WORK INSTRUCTIONS:
Reproduce word for word the lines in the entries below, starting with the line that contains "any bridge pier." and ending with the line that contains "(260, 360), (282, 376)", with both of those lines included. Output only those lines.

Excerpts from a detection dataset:
--- Start ---

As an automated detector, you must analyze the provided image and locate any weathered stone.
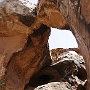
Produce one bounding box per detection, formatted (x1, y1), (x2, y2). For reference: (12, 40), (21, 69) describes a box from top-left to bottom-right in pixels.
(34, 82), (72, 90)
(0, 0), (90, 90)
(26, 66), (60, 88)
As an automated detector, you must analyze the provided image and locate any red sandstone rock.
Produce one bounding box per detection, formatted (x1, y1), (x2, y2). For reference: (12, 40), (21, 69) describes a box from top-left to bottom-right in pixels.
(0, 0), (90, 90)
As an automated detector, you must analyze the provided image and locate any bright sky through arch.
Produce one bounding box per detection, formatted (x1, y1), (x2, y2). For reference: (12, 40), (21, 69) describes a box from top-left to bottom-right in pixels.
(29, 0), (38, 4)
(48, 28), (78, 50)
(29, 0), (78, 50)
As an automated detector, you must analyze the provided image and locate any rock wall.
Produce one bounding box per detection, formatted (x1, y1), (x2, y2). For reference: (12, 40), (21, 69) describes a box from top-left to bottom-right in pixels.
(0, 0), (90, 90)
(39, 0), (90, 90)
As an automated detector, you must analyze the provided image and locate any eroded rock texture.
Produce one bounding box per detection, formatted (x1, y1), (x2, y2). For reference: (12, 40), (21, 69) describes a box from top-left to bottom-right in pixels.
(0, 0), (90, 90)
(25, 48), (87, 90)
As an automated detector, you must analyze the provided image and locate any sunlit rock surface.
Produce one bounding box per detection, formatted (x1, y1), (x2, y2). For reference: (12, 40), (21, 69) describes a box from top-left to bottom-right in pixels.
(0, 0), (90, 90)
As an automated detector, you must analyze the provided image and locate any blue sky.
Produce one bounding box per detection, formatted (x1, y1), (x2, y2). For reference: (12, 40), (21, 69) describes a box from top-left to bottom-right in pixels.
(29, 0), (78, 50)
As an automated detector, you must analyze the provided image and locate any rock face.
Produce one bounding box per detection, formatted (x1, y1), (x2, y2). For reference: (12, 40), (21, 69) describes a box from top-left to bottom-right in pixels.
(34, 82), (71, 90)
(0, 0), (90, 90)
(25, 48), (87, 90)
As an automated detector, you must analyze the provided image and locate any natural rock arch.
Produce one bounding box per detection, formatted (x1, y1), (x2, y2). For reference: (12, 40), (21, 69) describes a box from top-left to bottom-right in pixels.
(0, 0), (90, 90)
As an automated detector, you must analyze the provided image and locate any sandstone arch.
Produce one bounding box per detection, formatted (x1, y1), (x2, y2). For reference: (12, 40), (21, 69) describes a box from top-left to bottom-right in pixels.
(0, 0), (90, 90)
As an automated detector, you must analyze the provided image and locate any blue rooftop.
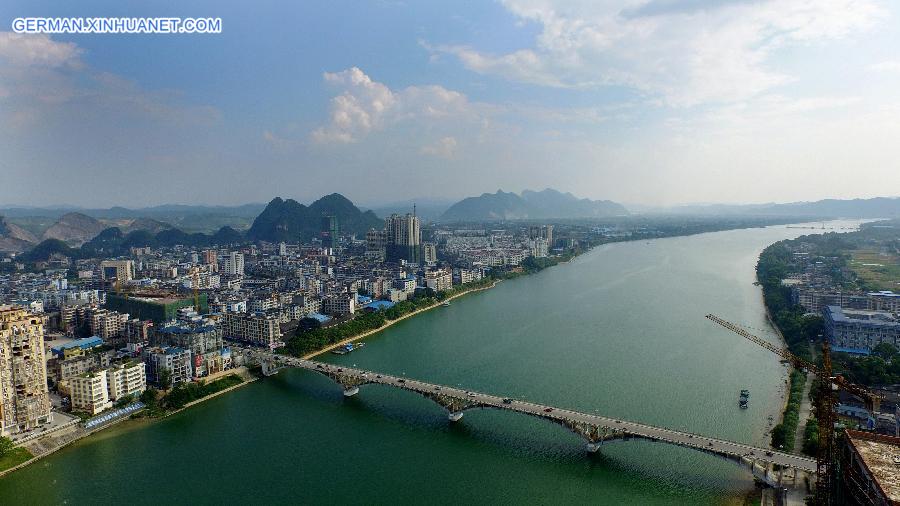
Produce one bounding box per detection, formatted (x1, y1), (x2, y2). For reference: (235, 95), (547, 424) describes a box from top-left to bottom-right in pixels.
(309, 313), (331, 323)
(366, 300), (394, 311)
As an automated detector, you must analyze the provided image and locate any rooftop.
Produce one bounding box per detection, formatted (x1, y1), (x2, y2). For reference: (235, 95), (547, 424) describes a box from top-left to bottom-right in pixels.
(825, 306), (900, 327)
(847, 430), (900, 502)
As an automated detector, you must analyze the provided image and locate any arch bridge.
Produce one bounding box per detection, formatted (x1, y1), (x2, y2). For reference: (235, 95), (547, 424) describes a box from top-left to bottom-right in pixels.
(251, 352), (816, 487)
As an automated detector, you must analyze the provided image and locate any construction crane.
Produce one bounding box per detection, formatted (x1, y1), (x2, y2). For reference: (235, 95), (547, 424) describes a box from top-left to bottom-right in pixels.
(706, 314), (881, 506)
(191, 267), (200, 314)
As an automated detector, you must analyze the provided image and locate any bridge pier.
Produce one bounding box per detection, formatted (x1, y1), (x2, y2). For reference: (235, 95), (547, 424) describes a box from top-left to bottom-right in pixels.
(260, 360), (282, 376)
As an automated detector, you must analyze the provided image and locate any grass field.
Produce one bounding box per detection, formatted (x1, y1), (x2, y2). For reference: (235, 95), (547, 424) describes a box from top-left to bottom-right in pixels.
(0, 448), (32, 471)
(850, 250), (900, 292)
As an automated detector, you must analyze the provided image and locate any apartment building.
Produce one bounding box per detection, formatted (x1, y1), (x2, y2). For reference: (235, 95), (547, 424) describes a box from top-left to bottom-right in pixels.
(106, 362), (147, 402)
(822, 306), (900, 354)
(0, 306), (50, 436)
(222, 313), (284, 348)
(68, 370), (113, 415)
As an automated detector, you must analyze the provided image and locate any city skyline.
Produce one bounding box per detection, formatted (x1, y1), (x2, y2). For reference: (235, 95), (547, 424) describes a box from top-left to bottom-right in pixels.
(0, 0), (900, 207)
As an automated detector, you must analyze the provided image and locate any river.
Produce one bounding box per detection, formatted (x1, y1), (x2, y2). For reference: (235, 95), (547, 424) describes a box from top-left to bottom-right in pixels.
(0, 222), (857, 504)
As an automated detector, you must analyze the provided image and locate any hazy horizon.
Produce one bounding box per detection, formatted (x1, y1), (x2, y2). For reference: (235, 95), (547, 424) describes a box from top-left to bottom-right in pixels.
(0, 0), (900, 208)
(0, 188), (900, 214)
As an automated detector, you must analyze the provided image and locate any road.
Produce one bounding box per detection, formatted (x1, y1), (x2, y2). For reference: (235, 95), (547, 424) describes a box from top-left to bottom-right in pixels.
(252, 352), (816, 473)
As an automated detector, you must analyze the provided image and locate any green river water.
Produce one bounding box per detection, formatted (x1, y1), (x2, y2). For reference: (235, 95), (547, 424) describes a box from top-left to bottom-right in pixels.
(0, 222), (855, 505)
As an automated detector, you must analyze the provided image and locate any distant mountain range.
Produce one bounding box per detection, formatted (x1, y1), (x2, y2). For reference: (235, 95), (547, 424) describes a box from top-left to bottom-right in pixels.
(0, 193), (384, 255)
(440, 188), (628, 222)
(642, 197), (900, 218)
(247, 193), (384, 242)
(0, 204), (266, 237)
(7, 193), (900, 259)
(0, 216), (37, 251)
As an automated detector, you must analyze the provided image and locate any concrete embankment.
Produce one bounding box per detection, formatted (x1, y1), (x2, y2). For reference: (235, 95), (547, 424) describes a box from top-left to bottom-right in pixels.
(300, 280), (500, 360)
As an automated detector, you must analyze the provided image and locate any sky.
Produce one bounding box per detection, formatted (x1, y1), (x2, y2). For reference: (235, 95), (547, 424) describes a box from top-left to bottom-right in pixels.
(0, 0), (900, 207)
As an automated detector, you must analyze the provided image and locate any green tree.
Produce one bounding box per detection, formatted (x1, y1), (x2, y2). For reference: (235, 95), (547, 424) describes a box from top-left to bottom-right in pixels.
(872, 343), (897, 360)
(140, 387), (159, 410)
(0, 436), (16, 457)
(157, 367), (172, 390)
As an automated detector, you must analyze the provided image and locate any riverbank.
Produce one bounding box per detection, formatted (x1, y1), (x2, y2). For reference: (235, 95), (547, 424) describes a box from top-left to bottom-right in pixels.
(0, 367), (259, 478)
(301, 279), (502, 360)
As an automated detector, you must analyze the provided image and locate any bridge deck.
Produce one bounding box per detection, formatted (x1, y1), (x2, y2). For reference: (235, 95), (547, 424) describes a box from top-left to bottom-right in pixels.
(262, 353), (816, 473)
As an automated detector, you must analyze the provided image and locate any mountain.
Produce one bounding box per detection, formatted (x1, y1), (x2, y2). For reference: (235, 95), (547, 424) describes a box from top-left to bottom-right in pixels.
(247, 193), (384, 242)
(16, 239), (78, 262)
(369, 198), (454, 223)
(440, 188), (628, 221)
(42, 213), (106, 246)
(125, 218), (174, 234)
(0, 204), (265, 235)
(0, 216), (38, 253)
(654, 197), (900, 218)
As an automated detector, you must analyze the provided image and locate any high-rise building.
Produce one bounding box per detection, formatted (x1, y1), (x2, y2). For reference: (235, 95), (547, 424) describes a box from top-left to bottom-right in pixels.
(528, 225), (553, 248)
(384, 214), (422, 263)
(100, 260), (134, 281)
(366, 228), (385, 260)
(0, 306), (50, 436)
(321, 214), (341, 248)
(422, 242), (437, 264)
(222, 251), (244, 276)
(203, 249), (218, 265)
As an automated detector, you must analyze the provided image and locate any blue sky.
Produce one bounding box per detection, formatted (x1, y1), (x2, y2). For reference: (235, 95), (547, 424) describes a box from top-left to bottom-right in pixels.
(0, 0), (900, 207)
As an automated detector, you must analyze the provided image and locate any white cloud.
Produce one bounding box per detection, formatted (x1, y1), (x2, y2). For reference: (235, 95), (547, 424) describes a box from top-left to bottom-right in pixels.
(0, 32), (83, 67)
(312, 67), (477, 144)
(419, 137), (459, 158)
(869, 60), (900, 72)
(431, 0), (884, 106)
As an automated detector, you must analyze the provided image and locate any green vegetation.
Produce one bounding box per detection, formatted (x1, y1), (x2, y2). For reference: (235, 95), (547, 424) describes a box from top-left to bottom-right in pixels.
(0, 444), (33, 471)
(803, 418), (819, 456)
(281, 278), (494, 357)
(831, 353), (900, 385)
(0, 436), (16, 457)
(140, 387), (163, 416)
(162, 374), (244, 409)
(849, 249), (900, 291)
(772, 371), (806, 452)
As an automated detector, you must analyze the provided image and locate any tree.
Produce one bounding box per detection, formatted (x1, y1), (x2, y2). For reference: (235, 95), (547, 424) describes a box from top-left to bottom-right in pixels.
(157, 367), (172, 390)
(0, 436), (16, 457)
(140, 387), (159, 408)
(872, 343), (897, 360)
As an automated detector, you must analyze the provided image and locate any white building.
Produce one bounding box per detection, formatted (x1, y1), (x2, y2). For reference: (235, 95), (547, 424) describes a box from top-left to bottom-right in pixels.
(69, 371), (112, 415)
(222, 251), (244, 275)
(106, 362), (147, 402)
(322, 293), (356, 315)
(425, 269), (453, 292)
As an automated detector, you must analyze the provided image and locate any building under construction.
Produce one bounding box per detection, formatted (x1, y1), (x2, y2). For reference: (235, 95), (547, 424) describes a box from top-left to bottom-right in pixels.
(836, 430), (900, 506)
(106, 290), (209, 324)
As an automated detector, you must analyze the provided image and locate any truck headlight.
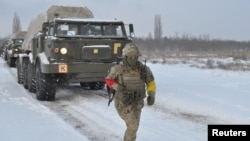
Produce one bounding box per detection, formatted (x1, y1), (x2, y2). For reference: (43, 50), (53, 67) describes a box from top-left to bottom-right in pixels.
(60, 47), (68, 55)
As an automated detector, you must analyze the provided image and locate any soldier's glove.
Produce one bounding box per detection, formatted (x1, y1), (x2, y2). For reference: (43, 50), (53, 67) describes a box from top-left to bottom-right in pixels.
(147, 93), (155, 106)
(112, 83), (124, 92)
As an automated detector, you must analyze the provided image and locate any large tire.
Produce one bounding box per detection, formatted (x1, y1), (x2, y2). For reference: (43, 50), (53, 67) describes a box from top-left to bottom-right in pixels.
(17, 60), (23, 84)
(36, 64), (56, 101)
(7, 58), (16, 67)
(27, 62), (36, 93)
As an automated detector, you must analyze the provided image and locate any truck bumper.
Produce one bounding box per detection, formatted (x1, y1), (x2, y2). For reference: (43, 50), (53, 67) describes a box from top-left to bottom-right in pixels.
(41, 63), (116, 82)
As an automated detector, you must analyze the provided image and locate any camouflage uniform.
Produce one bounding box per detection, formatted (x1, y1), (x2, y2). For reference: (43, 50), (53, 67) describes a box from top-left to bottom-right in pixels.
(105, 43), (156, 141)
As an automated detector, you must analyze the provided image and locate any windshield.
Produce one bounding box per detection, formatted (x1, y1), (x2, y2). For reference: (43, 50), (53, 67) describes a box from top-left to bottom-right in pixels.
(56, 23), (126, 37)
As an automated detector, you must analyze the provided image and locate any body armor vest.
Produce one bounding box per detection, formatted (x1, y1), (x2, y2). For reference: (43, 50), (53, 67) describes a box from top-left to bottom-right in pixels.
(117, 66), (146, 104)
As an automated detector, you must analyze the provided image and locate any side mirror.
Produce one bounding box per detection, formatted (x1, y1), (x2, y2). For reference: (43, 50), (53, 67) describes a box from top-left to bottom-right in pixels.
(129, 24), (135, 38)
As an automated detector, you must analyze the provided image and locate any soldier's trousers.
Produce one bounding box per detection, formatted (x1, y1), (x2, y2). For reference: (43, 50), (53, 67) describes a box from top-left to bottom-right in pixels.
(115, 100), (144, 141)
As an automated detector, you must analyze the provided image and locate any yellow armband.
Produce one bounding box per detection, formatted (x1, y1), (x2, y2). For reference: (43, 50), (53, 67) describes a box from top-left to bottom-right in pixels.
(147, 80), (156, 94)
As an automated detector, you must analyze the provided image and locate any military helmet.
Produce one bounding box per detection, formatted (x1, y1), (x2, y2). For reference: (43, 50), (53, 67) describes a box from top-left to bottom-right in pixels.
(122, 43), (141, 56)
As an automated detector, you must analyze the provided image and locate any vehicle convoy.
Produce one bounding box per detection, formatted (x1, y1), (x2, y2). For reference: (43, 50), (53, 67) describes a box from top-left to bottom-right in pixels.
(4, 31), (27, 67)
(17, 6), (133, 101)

--- End ---

RESULT OF THE EXERCISE:
As an automated detector, you must analyze the provided image and locate any bridge pier.
Produce one bounding box per detection, formatted (x1, y1), (x2, y2). For reference: (235, 95), (547, 424) describes a box from top-left to bottom-right in pixels.
(260, 360), (282, 376)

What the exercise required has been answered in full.